*INSTRUCTIONS TO FOLLOW*:
Rewrite the items below so that each "drop a marker" becomes "place a pin", keeping everything else the same.

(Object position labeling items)
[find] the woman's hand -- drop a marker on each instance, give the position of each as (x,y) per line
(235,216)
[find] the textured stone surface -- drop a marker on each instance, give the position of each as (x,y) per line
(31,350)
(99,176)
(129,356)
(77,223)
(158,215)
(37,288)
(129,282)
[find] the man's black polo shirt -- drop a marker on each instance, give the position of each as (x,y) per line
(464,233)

*WRITTEN RESPONSE*:
[find] the woman's hand -- place a pin on each instance, give the position of each as (x,y) per line
(235,216)
[find] the textured stone surface -- place a pin on each instance, give the position of each as (x,y) per line
(31,350)
(99,176)
(129,356)
(77,223)
(158,215)
(37,288)
(129,282)
[find] the man's black polo shirt -- place a pin on each instance, give the position of each as (x,y) per line
(464,233)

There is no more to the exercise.